(Saved entries)
━━━━━━━━━━

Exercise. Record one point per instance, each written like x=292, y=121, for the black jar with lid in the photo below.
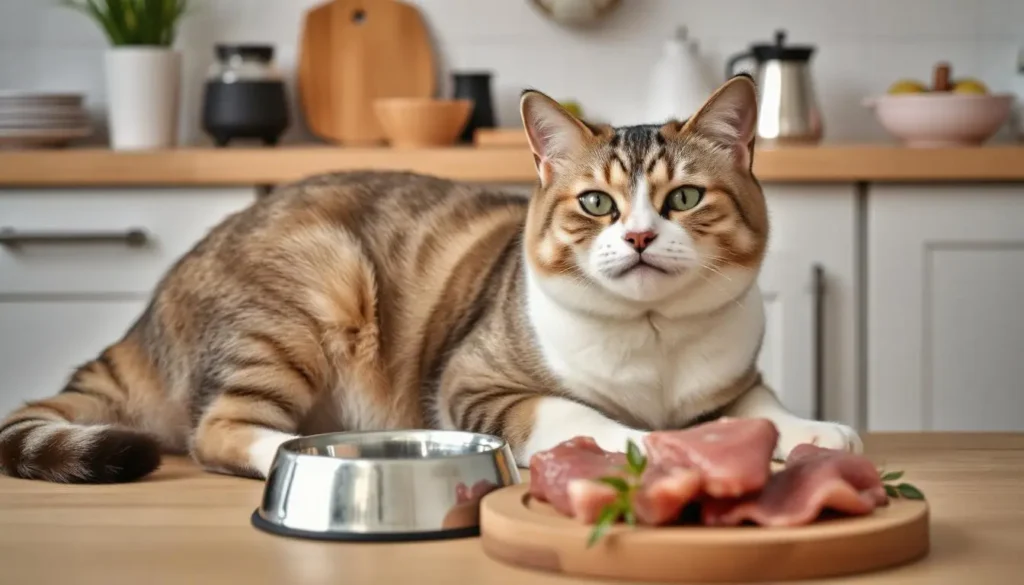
x=245, y=96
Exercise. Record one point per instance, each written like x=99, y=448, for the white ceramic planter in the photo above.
x=142, y=95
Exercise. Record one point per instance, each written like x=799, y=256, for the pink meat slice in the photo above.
x=551, y=472
x=814, y=479
x=565, y=476
x=732, y=455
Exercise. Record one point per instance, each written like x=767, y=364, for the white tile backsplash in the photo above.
x=862, y=46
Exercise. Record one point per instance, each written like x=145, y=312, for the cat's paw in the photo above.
x=826, y=434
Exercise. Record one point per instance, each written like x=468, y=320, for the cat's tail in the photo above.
x=77, y=435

━━━━━━━━━━

An exact copy of the entries above, with no pictures, is the required answer.

Exercise. Record one point per instance, each written like x=292, y=121, for the black jar with lid in the photo below.
x=245, y=96
Exercise. Record one point per instance, each written like x=99, y=448, for the white ceramic planter in the photo above.
x=142, y=95
Exercise. Record one point per instance, each written like x=799, y=256, for the pink meat slice in the photo above.
x=551, y=472
x=814, y=479
x=565, y=476
x=732, y=455
Exercise. Record one point per instance, each written like x=767, y=364, for the white tile backsplash in the photo above.
x=862, y=46
Exercise. Record one point per instance, each written like x=145, y=312, for the cat's paw in the photo above.
x=826, y=434
Exercise. Record one point per instance, each written like x=468, y=320, for the cat's tail in the photo above.
x=77, y=435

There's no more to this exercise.